→ A TAREFA: Reproduza ao pé da letra as linhas dos registros abaixo, da linha que contém "Target: black knife handle" até a linha que contém "(1104, 222)", incluindo as duas.

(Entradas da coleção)
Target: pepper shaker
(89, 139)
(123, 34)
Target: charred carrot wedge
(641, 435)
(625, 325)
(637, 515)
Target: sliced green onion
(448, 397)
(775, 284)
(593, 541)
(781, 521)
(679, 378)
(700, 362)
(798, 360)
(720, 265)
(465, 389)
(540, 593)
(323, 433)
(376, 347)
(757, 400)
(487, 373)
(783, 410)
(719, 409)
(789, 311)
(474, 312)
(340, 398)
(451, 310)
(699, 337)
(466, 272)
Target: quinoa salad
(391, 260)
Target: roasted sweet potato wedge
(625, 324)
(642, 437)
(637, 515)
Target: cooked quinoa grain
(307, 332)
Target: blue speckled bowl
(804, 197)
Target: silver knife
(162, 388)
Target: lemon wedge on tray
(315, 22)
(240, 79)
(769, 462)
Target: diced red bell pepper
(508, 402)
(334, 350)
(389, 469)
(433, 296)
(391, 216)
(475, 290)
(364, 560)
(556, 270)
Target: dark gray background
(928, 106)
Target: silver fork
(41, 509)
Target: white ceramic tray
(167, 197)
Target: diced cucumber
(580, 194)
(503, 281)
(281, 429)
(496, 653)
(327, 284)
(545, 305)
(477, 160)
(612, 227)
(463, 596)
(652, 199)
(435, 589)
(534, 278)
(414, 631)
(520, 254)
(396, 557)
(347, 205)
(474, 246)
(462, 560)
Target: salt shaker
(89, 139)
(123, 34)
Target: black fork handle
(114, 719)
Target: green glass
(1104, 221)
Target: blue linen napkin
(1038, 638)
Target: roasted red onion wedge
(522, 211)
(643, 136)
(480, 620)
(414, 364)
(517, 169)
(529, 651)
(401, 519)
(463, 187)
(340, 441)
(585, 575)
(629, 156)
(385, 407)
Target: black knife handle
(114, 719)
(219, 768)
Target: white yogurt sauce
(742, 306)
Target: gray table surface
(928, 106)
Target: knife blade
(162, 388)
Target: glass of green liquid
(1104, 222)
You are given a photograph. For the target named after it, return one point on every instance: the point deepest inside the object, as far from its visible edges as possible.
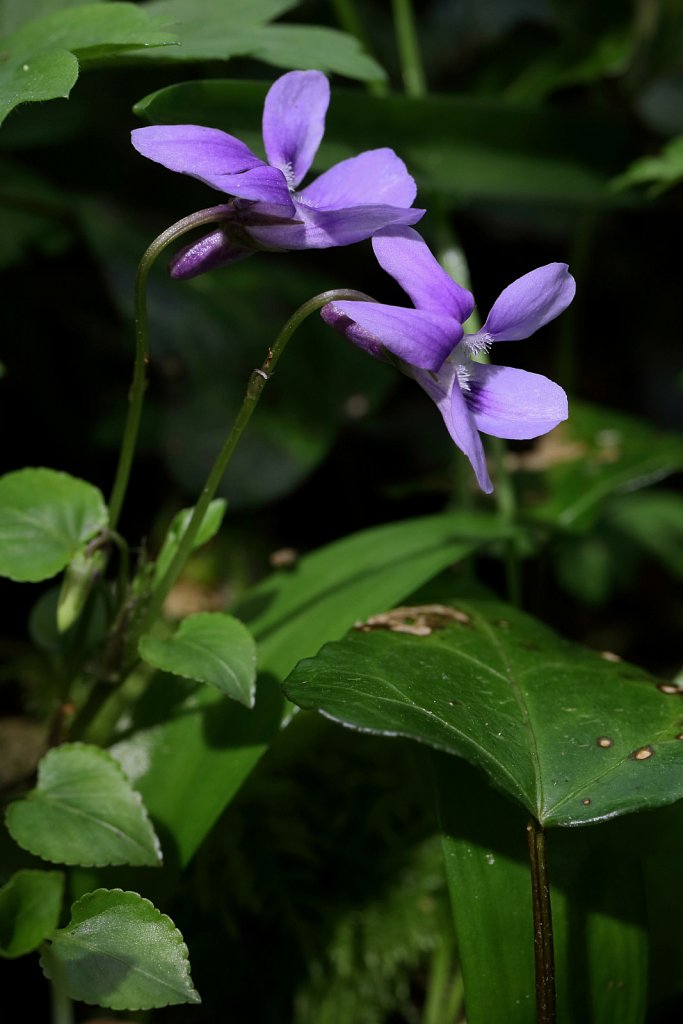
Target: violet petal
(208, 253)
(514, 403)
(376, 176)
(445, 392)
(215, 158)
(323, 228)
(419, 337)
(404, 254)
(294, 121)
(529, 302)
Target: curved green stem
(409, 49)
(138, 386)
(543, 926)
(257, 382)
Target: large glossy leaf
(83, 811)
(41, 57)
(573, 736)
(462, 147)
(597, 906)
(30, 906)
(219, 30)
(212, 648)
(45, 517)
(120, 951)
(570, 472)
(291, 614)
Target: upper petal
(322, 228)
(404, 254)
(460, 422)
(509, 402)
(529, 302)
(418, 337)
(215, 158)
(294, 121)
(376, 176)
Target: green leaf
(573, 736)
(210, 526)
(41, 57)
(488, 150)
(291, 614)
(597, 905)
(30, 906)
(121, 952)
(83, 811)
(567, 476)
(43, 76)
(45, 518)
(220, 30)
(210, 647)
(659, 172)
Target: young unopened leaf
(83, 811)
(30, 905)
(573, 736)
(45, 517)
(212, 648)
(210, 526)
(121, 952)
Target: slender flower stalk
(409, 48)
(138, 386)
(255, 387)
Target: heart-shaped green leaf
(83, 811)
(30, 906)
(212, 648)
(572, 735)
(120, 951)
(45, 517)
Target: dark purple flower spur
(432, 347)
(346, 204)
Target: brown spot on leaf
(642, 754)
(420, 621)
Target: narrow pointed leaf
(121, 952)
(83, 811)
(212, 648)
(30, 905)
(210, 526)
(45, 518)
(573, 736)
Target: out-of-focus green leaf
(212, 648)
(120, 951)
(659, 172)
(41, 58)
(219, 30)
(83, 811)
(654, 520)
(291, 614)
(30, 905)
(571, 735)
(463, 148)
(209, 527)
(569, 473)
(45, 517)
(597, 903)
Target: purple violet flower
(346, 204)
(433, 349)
--
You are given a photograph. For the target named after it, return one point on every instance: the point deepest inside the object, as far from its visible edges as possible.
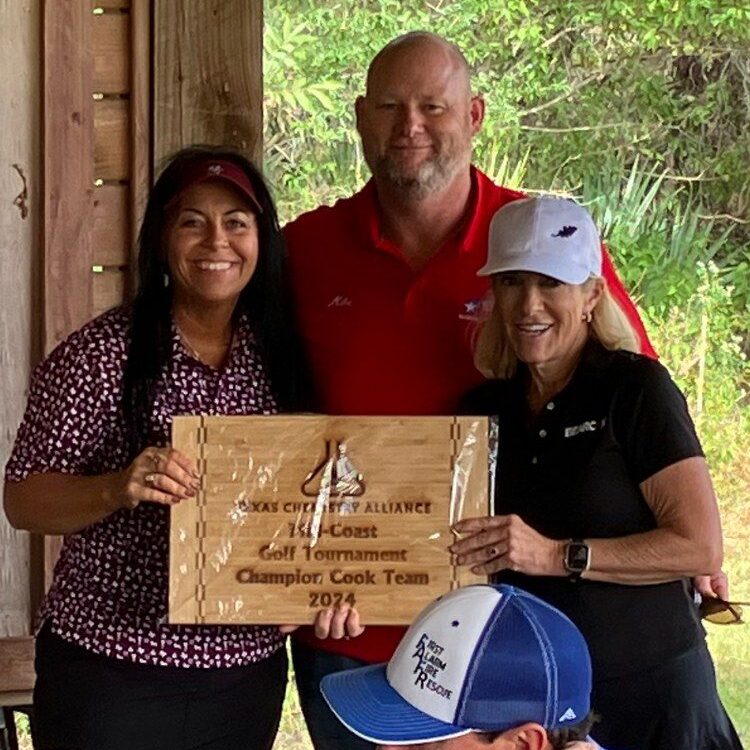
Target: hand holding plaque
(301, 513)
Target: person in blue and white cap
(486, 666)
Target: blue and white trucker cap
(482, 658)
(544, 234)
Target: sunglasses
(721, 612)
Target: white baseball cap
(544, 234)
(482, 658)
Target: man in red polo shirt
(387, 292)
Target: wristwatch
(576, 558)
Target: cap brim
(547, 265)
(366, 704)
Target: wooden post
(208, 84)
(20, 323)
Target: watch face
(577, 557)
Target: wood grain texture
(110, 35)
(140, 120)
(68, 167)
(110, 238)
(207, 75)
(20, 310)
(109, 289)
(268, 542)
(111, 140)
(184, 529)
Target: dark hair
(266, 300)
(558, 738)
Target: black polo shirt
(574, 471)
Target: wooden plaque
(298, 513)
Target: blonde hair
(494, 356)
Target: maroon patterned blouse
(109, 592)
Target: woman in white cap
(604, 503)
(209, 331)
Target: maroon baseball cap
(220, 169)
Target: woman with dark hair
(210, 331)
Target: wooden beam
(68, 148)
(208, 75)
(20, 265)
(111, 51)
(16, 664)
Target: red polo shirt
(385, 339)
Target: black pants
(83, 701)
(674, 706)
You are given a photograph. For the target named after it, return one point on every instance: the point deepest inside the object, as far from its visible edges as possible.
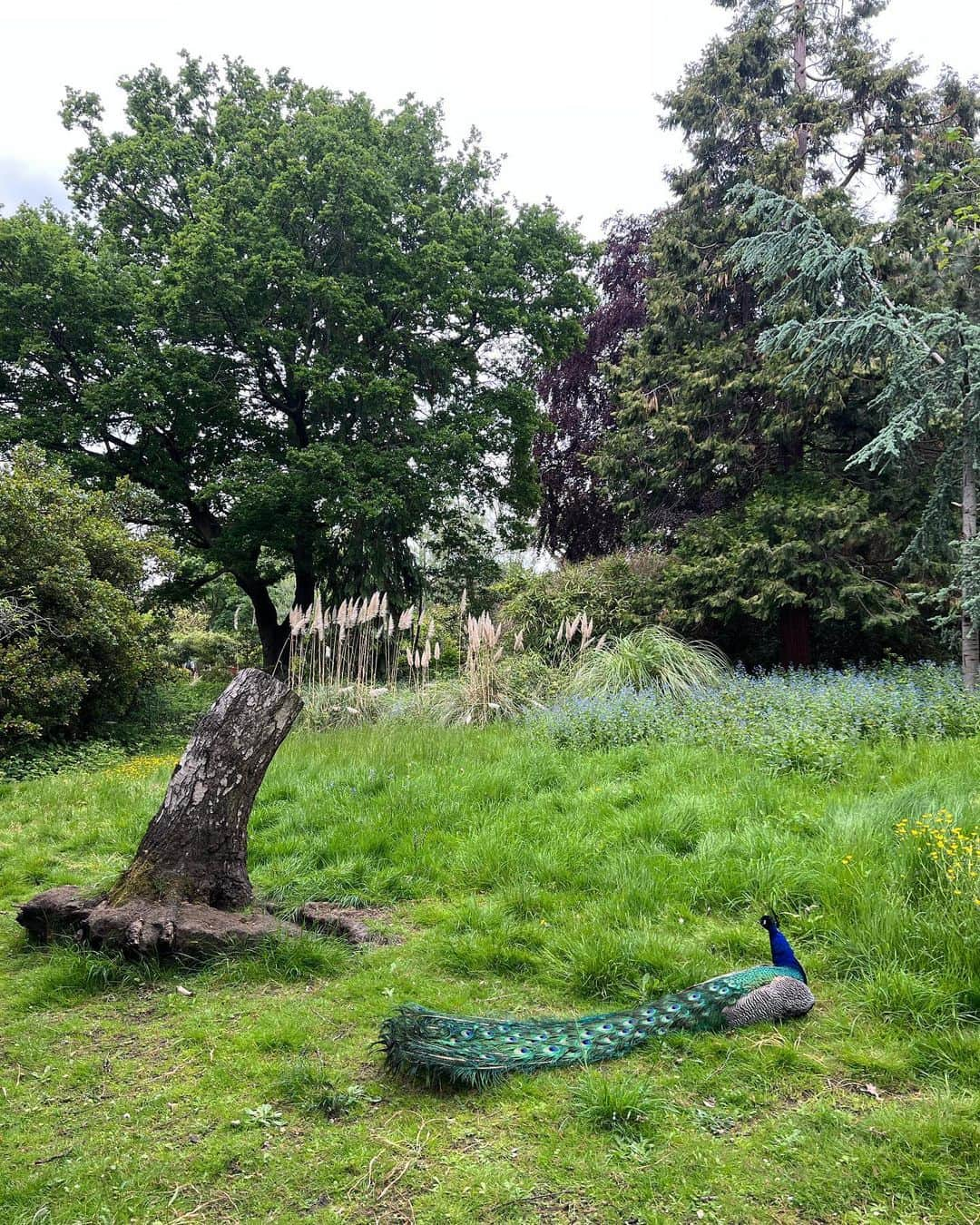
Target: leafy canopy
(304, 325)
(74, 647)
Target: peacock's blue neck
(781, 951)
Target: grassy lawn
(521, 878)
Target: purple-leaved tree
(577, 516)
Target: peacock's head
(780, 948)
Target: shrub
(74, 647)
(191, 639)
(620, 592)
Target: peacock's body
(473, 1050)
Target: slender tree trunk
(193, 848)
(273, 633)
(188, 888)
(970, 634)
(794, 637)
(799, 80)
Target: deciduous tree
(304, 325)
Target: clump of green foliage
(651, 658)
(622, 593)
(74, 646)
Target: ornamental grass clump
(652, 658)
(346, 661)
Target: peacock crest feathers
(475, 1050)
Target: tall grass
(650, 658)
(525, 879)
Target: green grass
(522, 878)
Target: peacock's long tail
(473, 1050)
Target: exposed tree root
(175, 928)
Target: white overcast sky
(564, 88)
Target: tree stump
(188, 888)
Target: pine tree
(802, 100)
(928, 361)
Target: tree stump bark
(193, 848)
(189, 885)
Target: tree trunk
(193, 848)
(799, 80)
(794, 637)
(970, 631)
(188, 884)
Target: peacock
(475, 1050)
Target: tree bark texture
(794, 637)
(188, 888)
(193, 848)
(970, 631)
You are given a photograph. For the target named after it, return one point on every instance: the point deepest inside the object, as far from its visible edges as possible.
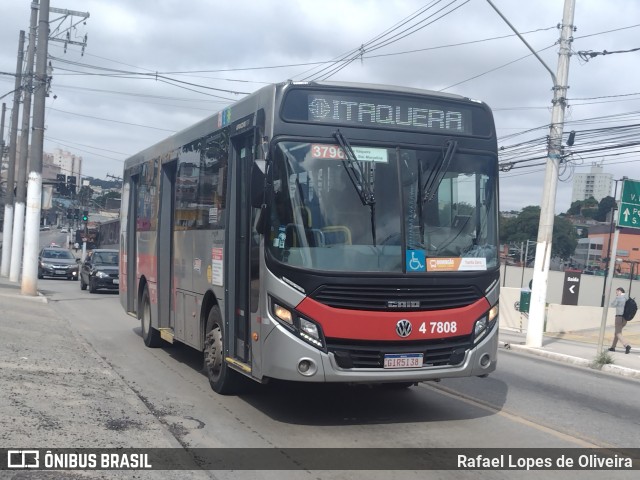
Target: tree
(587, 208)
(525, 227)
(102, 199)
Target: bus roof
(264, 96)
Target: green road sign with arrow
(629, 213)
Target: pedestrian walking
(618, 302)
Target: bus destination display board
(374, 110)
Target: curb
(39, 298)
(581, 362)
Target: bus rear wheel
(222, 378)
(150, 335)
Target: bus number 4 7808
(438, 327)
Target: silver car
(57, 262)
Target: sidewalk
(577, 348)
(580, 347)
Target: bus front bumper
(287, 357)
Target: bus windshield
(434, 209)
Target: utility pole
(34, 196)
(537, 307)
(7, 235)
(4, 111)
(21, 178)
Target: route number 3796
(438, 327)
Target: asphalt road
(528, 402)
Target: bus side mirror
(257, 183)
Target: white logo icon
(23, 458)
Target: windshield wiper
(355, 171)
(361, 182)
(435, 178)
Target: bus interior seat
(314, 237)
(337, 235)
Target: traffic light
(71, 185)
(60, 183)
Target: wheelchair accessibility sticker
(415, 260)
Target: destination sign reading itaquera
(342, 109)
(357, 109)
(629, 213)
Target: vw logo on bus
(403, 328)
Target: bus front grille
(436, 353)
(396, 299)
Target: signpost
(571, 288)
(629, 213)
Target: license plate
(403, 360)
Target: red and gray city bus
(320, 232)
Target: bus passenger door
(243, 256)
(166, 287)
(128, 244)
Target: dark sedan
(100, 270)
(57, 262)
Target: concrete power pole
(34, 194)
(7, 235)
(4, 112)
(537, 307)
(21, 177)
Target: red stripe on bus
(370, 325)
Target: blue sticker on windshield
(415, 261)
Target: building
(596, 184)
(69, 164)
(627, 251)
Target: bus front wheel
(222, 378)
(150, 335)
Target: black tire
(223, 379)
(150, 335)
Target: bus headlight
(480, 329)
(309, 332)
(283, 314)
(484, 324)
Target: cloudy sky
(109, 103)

→ RESPOSTA DO EXERCÍCIO:
Target: black knife handle
(114, 719)
(219, 768)
Target: white yogurt sauce
(742, 306)
Target: gray table surface
(928, 106)
Target: knife blade
(162, 388)
Target: glass of green liquid
(1104, 222)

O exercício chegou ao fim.